> **Task to carry out**: Rewrite the records below with "indicate" swapped for "mark" everywhere it occurs, leaving every other line and word unchanged. Leave out the pictures.

> **Point placement records**:
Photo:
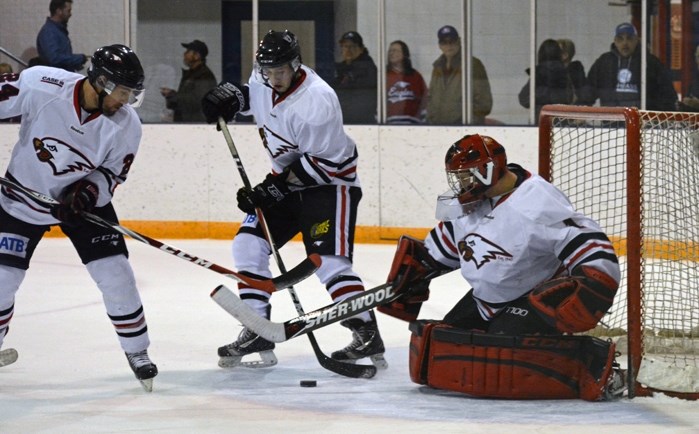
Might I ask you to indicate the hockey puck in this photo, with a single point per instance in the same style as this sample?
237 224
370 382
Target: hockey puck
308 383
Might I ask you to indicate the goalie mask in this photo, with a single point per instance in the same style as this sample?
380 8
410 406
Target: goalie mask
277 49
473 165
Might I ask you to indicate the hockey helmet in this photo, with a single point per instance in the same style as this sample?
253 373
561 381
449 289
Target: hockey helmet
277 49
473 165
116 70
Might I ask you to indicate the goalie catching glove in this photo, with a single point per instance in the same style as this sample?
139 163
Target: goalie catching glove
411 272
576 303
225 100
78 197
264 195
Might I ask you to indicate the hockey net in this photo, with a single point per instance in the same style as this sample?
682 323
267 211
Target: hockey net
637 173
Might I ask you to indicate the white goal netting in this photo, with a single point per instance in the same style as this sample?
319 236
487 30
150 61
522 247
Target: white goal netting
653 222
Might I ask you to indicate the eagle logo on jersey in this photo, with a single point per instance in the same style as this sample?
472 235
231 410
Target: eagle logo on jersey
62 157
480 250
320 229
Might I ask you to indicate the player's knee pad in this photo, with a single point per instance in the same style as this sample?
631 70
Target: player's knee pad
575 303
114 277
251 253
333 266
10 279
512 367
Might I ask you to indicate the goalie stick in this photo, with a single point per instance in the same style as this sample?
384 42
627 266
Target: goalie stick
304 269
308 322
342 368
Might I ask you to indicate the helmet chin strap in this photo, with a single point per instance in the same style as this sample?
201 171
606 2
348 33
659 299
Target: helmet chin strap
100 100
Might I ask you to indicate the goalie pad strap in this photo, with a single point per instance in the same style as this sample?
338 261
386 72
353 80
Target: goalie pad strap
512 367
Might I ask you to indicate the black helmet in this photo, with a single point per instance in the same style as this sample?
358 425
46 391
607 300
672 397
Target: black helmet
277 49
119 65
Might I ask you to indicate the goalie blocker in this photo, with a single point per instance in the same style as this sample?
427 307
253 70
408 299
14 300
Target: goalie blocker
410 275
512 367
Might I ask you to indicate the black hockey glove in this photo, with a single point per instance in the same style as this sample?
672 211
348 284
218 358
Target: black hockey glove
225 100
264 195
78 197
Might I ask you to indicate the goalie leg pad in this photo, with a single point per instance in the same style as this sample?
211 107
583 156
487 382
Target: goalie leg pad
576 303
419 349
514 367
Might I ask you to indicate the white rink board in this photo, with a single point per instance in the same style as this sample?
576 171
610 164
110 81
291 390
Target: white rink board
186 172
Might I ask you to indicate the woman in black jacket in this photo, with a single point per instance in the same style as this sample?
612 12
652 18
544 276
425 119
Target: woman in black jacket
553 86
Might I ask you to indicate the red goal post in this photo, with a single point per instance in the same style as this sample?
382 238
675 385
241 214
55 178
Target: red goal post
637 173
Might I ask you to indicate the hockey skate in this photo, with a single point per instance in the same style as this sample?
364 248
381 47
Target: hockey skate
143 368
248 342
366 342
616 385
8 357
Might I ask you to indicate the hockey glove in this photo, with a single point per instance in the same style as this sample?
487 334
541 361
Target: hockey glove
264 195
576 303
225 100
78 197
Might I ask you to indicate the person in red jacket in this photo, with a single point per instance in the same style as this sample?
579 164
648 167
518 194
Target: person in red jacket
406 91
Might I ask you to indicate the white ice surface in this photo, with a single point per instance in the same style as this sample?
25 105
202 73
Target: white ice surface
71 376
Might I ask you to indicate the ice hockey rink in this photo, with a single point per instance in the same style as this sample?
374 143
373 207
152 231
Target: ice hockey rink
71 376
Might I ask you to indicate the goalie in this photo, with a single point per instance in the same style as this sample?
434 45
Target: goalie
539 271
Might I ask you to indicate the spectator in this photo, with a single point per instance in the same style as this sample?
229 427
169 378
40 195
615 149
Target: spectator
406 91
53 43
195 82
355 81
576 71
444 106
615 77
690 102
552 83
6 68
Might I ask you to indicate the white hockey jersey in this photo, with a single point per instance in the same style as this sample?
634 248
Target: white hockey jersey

> **Task solution**:
Photo:
Might I ask you to mark the hockey puck in this photo, with a single point per instance in the same style as this sample?
237 224
370 382
Target: hockey puck
308 383
Might I ask you to mark the goalie mask in this photo, with a single point per instance in the same style as this sample?
380 8
410 406
Target: goalie mask
277 49
473 165
Might I ask you to mark the hockey helmet in this photo, with a single point per instance in the same style as this sample?
253 373
561 381
449 289
Target: hockey helmet
277 49
473 165
116 70
Might I ask you to mark the goalie catching glove in this photo, with a single point per instance in the same style as this sample?
139 163
Target: goalie catching glove
411 272
576 303
225 100
78 197
264 195
Might I ask you to mark the hockey net in this photo, with a single point per instance in the same style as this sample?
682 323
267 211
Target: hockey net
637 173
Might I ask you to mark the white goal netting in this photo, with a single point per instance in the same style as this sample?
319 236
487 30
150 61
522 247
Target: white goal netting
653 222
Might I ask you to mark the eagle logo on jersey in this photo, with a single point per instance in the same style as this sample?
472 235
231 410
Target: eagle logo on jersey
62 157
480 250
320 229
Might I ask you to mark the player's knee pad in this photo, with a single point per instance in the same style as this sample?
631 70
Target: player's knee pad
575 303
114 277
251 253
333 266
10 279
512 367
Might I ask you to mark the goalie stick in this photo, with a single point per instance in the same style as this sample?
384 42
627 266
Target: goalie stick
304 269
308 322
342 368
Might I ask you to mark the helmet chin strap in this photo, with a single point per instance in the same style as this sample?
201 171
606 2
348 33
659 299
Target: helmet chin strap
100 100
Might I ask you to mark the goalie pad strap in this photo, with a single point per instance in the same style as this sample?
338 261
386 72
353 80
Target: goalie pad strap
512 367
Might I ask you to mark the black helmet in this photo, with a single point per instance in the same style as this sample?
358 425
46 391
607 300
672 397
Target: black helmet
277 49
119 65
Might I ask you to mark the goalie blocker in this photo, with a single point per instance in the same style as this sample?
427 307
253 70
408 299
14 300
Target: goalie blocker
410 275
512 367
Might I ask you to mark the black hockey glove in this photo, with a single point per instance in the same style as this sample?
672 211
348 284
218 358
Target: black hockey glove
225 100
264 195
78 197
Might I ask you to mark the goalie leg pad in this photo, with a single point per instance in the same style as this sample?
211 107
583 156
487 382
Target: goalie leg pad
576 303
419 349
514 367
Might I ask you to mark the white rink board in this photo, with a single point per instance in the same style as this sample?
576 171
610 164
110 81
291 390
Target: white rink board
186 172
Might I ask you to mark the woman in black jacket in this photo, with a single point per instance in the same style as this sample?
612 12
652 18
544 276
425 119
Target: woman in black jacket
553 86
Might I ask you to mark the red goal post in this photo, with a single point per instance in the same style as this sample?
382 238
675 385
241 214
55 178
Target: red goal post
637 173
Might I ask you to mark the hockey skate in this photo, with a single point per instance in the same style as this sample?
364 248
381 47
Target: hockey skate
143 368
248 342
366 342
616 385
8 357
Might I ask you to mark the hockey glove in this photo, with a single point per instance in the same style as this sample?
487 334
541 361
Target: hockey glove
264 195
576 303
225 100
78 197
Might I ask you to mark the person in red jacket in this photo, with a single point per instance in the same style as this sample?
579 164
648 167
518 194
Target: person in red jacket
406 91
Might I ask you to mark the white ice surface in this photo, with a single point per instance in the same style as this sample?
25 105
202 73
Target: white ice surface
71 376
Might I ask you to mark the ice hockey rink in this photo, with a single point per instance in the same style as this sample?
374 143
373 207
152 231
Target: ice hockey rink
71 376
Might I ask you to mark the goalie in this photo, with a single point per instance in the same style as this sample?
434 45
Target: goalie
539 271
Might I ask you to mark the spectator in this photo, with a single point per instance in the same style as this sample?
229 427
169 378
40 195
615 149
Target: spectator
406 91
53 43
195 82
355 81
576 71
444 106
615 77
690 102
552 83
6 68
Might I ask you to mark the white hockey jersey in this photo, with a single point per instance in the same style as this sample?
634 248
Target: white hockey jersey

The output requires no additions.